• Exercise brief
Please write out, word for word, the lines of the rows below, starting at the line that contains "of the wooden" and ending at the line that contains "[1068, 105]". Include both of those lines and nothing else.

*****

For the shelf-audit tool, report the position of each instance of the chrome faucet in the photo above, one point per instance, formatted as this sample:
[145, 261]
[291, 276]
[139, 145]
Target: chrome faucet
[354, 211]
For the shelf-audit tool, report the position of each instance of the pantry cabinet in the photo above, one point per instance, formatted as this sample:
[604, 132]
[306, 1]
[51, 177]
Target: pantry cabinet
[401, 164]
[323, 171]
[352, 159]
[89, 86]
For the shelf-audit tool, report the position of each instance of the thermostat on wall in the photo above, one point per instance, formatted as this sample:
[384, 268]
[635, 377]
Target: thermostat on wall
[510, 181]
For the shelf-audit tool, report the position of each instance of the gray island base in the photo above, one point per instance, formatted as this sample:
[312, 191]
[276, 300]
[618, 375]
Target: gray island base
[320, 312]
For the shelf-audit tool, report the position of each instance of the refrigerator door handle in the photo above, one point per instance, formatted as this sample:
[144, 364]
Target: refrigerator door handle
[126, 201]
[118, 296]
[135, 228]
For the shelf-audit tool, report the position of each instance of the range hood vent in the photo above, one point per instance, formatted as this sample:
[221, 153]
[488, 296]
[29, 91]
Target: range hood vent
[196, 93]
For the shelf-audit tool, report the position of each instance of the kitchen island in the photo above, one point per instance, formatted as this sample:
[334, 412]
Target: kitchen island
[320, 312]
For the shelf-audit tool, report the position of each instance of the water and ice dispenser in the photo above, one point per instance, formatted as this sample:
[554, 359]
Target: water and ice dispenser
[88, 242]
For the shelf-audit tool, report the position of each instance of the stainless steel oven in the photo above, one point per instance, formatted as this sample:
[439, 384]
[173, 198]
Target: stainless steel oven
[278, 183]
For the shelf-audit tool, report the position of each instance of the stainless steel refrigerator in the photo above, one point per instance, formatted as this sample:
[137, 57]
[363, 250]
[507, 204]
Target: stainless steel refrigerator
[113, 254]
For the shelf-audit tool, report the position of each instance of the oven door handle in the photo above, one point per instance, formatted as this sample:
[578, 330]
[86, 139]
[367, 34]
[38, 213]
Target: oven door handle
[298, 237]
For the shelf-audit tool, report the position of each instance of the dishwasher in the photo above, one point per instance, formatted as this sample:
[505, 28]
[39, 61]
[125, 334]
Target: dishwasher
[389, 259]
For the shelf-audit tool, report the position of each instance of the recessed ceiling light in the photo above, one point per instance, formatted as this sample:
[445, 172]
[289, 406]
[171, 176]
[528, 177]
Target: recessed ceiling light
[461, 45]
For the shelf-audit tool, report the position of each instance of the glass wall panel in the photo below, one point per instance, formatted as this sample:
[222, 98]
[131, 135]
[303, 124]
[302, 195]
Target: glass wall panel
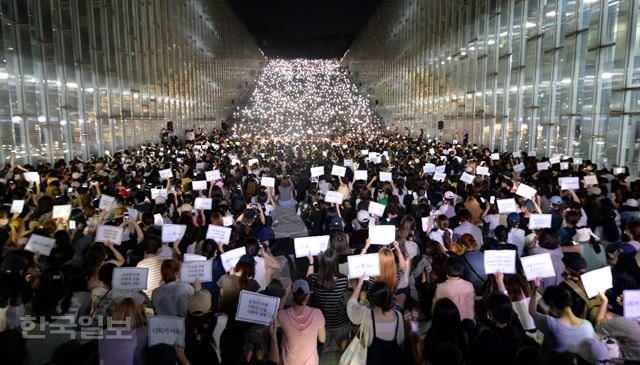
[82, 77]
[555, 76]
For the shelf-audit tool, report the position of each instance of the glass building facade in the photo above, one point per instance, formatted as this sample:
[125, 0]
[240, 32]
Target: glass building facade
[550, 76]
[82, 77]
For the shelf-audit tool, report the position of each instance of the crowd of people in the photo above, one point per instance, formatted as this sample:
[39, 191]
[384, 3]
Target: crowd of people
[432, 302]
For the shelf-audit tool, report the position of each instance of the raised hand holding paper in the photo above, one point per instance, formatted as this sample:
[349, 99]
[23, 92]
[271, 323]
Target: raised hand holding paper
[385, 176]
[360, 175]
[256, 308]
[540, 221]
[129, 278]
[61, 211]
[40, 244]
[229, 259]
[338, 170]
[111, 234]
[314, 245]
[506, 206]
[597, 281]
[382, 235]
[376, 209]
[190, 271]
[526, 191]
[538, 266]
[219, 234]
[269, 182]
[567, 183]
[173, 232]
[359, 265]
[500, 260]
[213, 175]
[334, 197]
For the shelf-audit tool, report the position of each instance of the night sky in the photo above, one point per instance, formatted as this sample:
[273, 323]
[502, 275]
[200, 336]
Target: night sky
[305, 28]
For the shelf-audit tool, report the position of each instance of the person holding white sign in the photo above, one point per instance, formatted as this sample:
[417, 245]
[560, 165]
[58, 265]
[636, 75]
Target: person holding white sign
[172, 296]
[383, 324]
[563, 330]
[303, 327]
[241, 277]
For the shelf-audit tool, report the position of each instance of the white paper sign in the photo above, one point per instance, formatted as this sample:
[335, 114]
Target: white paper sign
[376, 209]
[203, 203]
[40, 244]
[196, 270]
[334, 197]
[382, 235]
[230, 258]
[31, 176]
[483, 170]
[158, 220]
[360, 175]
[540, 221]
[188, 257]
[385, 176]
[631, 303]
[61, 211]
[106, 202]
[228, 220]
[500, 260]
[164, 174]
[567, 183]
[542, 166]
[111, 234]
[597, 281]
[167, 330]
[338, 170]
[256, 308]
[359, 265]
[212, 175]
[173, 232]
[17, 206]
[590, 180]
[315, 245]
[538, 266]
[269, 182]
[429, 168]
[467, 178]
[219, 234]
[158, 193]
[199, 185]
[506, 206]
[129, 278]
[526, 191]
[439, 176]
[317, 171]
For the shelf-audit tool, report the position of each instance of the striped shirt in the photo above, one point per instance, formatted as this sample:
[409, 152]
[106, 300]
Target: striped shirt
[330, 302]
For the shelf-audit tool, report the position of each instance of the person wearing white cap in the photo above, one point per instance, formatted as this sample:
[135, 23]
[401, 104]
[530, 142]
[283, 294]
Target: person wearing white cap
[303, 327]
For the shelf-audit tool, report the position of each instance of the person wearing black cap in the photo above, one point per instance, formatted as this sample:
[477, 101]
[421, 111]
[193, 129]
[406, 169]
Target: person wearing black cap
[240, 278]
[583, 307]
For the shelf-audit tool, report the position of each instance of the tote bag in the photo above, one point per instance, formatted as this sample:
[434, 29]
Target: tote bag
[356, 352]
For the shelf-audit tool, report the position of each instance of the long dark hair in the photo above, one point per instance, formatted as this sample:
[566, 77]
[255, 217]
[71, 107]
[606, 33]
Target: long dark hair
[328, 269]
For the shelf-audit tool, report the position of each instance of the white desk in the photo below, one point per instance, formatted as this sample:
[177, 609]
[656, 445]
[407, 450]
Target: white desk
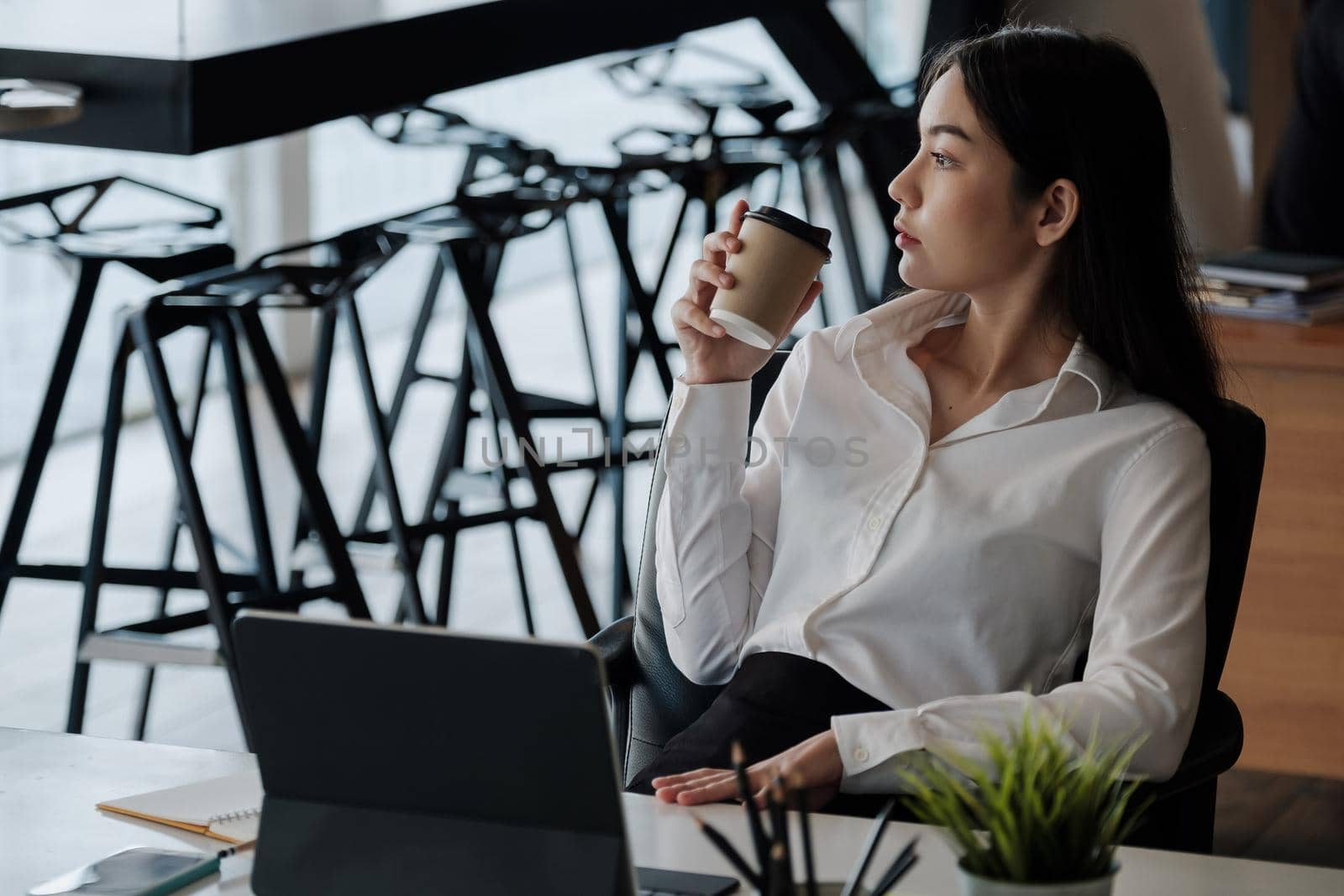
[49, 785]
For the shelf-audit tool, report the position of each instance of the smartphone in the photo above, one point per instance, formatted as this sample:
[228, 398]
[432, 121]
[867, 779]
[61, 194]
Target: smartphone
[134, 872]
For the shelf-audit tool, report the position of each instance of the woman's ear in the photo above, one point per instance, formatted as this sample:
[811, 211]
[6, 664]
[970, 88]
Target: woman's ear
[1058, 211]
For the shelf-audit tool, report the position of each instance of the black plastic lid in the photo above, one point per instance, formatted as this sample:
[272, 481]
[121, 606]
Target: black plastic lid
[819, 237]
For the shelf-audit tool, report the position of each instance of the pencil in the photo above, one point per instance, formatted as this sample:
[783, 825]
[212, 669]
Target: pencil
[779, 813]
[729, 852]
[235, 849]
[781, 876]
[801, 793]
[900, 867]
[879, 826]
[739, 766]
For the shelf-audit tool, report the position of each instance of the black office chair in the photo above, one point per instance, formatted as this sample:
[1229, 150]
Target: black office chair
[652, 700]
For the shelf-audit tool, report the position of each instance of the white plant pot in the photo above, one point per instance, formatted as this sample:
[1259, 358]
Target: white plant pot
[978, 886]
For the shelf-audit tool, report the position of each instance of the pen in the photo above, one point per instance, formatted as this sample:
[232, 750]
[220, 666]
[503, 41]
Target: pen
[898, 869]
[729, 852]
[806, 835]
[739, 761]
[879, 825]
[779, 815]
[781, 876]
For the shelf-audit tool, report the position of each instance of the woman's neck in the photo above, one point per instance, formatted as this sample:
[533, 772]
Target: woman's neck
[1005, 344]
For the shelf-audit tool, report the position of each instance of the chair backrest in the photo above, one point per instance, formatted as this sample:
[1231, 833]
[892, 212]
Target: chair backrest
[663, 701]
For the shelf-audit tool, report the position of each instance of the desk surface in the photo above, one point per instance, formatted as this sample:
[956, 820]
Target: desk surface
[49, 785]
[192, 29]
[1247, 343]
[188, 76]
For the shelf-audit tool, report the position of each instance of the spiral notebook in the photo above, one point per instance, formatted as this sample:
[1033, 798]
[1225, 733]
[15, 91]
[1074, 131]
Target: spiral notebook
[228, 809]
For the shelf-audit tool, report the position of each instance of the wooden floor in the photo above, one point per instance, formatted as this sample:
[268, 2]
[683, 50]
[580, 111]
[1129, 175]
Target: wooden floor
[1283, 819]
[1263, 815]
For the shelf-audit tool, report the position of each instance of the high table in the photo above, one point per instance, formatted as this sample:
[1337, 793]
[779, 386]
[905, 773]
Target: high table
[49, 785]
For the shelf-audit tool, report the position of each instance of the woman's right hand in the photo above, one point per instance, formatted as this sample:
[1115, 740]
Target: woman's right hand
[710, 354]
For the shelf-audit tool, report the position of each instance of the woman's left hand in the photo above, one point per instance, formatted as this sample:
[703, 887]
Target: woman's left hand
[813, 765]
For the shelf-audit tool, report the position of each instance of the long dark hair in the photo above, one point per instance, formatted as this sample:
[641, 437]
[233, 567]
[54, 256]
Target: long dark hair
[1068, 105]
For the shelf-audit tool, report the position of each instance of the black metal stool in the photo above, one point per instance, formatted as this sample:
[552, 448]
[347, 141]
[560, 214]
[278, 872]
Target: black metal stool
[799, 147]
[472, 233]
[494, 165]
[228, 305]
[65, 222]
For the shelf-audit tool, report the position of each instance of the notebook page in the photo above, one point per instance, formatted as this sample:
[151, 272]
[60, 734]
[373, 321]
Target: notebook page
[226, 808]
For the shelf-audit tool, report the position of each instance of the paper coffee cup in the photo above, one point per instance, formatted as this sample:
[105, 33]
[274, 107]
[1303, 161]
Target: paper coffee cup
[777, 262]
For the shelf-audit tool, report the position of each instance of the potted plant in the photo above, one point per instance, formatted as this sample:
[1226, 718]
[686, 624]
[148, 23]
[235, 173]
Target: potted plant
[1037, 817]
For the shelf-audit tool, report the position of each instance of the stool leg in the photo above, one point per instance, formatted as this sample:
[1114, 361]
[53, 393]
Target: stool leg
[403, 383]
[207, 564]
[94, 567]
[840, 204]
[407, 553]
[237, 389]
[452, 453]
[319, 382]
[346, 584]
[44, 434]
[501, 474]
[591, 364]
[617, 212]
[616, 470]
[470, 261]
[174, 532]
[806, 212]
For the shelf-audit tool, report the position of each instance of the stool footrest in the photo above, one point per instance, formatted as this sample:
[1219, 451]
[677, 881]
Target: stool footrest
[134, 647]
[185, 579]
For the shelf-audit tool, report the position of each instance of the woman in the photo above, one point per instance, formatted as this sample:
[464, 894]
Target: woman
[1016, 472]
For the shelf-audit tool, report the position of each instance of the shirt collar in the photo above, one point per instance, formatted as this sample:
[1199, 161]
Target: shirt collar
[911, 316]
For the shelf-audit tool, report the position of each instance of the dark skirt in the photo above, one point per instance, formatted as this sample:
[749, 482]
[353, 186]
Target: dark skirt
[773, 701]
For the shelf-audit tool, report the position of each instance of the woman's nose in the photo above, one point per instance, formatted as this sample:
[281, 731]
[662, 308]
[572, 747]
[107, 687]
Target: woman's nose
[902, 190]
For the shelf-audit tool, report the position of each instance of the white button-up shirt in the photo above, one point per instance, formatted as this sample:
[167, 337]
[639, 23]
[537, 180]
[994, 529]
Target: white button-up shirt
[956, 582]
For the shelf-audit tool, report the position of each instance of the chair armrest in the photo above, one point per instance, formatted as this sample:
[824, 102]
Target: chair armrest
[616, 644]
[1214, 746]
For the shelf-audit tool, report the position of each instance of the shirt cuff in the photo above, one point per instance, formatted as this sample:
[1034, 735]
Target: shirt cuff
[707, 423]
[874, 747]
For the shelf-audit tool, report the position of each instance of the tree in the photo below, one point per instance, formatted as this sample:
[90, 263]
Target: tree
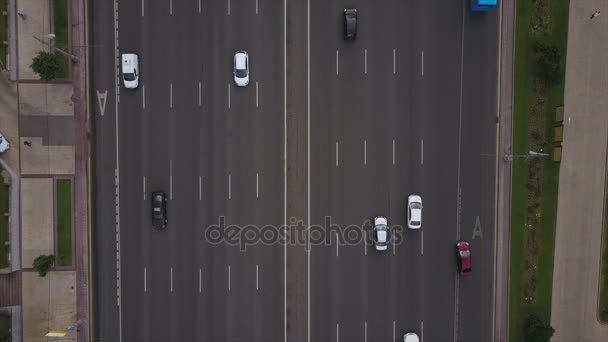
[537, 330]
[43, 264]
[548, 58]
[46, 65]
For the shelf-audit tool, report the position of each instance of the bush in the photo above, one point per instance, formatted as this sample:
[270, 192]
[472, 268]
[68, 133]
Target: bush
[43, 264]
[548, 58]
[46, 65]
[536, 330]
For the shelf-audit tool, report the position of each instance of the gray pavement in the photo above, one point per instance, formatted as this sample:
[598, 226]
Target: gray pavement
[580, 206]
[173, 285]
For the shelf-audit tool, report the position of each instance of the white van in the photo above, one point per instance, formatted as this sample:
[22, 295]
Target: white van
[130, 70]
[4, 144]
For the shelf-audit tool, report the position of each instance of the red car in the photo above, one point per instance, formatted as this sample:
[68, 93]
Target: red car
[463, 250]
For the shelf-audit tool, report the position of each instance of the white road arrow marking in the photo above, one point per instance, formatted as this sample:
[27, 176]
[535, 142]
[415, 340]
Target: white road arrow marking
[101, 99]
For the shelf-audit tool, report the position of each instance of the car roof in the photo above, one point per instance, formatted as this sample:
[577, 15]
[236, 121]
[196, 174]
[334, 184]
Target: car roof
[382, 235]
[239, 59]
[414, 198]
[416, 215]
[380, 220]
[128, 61]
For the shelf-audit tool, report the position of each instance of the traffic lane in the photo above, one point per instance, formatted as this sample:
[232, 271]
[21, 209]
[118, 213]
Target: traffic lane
[104, 229]
[130, 24]
[154, 101]
[240, 165]
[478, 173]
[184, 115]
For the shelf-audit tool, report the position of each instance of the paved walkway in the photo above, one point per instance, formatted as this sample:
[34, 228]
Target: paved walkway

*****

• The reply
For the shelf-audit tool, report the position of each instance of the wooden floor in the photo above, one point per instance, formatted as this sample:
[268, 2]
[683, 50]
[580, 111]
[1129, 175]
Target: wooden floor
[1283, 819]
[1263, 815]
For the shelf-audit tool, report the position of each instance of the high table in the photo above, one point per instance, formatted as this sample:
[1337, 793]
[779, 386]
[905, 773]
Target: high table
[49, 785]
For the shelf-audit tool, report the position of each instance of the woman's right hand in the photo above, one point per instance, formatted as this sample:
[1115, 740]
Target: woman's right hand
[710, 354]
For the shelf-audit tool, report the position of each instance of the woman's left hand in the photo above, one point per instance, formatted as this sample:
[703, 887]
Target: woman's left hand
[813, 765]
For the shelf-audit tool, report the position of each instance of the long dark hair in the photo above, one point per instance, formatted as this sample:
[641, 437]
[233, 567]
[54, 256]
Target: long dark hair
[1068, 105]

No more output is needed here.